=== Supplied passage ===

As we can see from the above equation, which of the two (\(\eta _{R}^{0}\) or \(\eta ^{0}_{I}\)) is the lighter depends on the sign of the \(\lambda _{5}\), if \(\lambda _{5} < 0\) then \(\eta _{R}\) is the lighter one and so DM candidate and vice versa.

2.2 Fermionic sector

As mentioned before, the symmetries of the model allows the neutral fermions \(N_{iR}\) to have very large Majorana masses given as \(\bar{N}_{iR}M_{i}N_{iR}\) where \(M_{i}\) is a \(3\times 3\) Majorana mass matrix. We do not entertain in this work how such a very heavy Majorana masses can be generated which could come from unified theories such as supergravity etc., see [4,5,6,7]. The symmetries of the model also allows Yukawa terms such as \(h_{ij}\bar{L}_{i}i\sigma _{2}\eta N_{iR}\), which along with the Majorana mass terms for the \(N_{iR}\) can generate neutrino masses at one loop [2]. We can also have Yukawa terms such as \(y_{i}\bar{l}_{iR}\phi F_{iL}\) where \(l_{iR}\) ’s are SM right handed charged leptons. But non trivial solutions to the \(U(1)_{F}\) anomaly free conditions restrict at maximum only two of the three leptons is allowed to have such Yukawa interactions. Since no deviation has been reported in the electron (g-2) other than the SM predicted value, in the following sections we will assume that \(F_{\mu L}\) and \(F_{\tau L}\) have electric charge given by \(Q_{F_{\mu , \tau }} = Y_{F_{\mu }, F_{\tau }} = -1\) and then the axial gauge anomaly free conditions sets \(Q_{F_{e}} = Y_{F_{e}} = +1\), so then only muon and tau (g-2) has contributions from respective exotic leptons in our model. The general fermionic sector Lagrangian invariant under the full symmetries of the model can be written as

$$\begin{aligned} \mathcal {L}_{fermion}= & {} \sum ^{\tau }_{i = e}\bar{F_{i}}\gamma ^{\mu }(iD_{i\mu })F_{i} + \sum ^{\tau }_{i = e}\bar{F_{i}}\gamma ^{\mu }(i\partial _{\mu }P_{L})F_{i} \nonumber \\&+ \sum ^{\tau }_{i = e}\bar{N}_{Ri}M_{i}N_{Ri}^{c} \nonumber \\&+ \sum ^{\tau }_{i, j = e}h_{ij}\bar{L}_{i}i\sigma _{2}\eta ^{*} N_{jR} + \sum ^{\tau }_{i = \mu }y_{i}\bar{l}_{iR}\phi F_{iL} \nonumber \\&+ \sum ^{\mu }_{i = e}g_{F_{i}}\bar{F}_{iR}\phi _{i}F_{iL} + g_{F_{\tau }}\bar{F}_{\tau R}\phi _{1}F_{\tau L} + h.c \end{aligned}$$
(7)

===

▸ **Tasks**
A – According to the passage, at how many loops can the Yukawa and Majorana mass terms generate neutrino masses?
B – Output the passage's text from "As we can see" up to and including "and vice versa.".

=== Raw data ===

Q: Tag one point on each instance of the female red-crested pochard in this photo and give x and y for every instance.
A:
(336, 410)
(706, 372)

===

▸ **Outputs**
A – At one loop.

B –
As we can see from the above equation, which of the two (\(\eta _{R}^{0}\) or \(\eta ^{0}_{I}\)) is the lighter depends on the sign of the \(\lambda _{5}\), if \(\lambda _{5} < 0\) then \(\eta _{R}\) is the lighter one and so DM candidate and vice versa.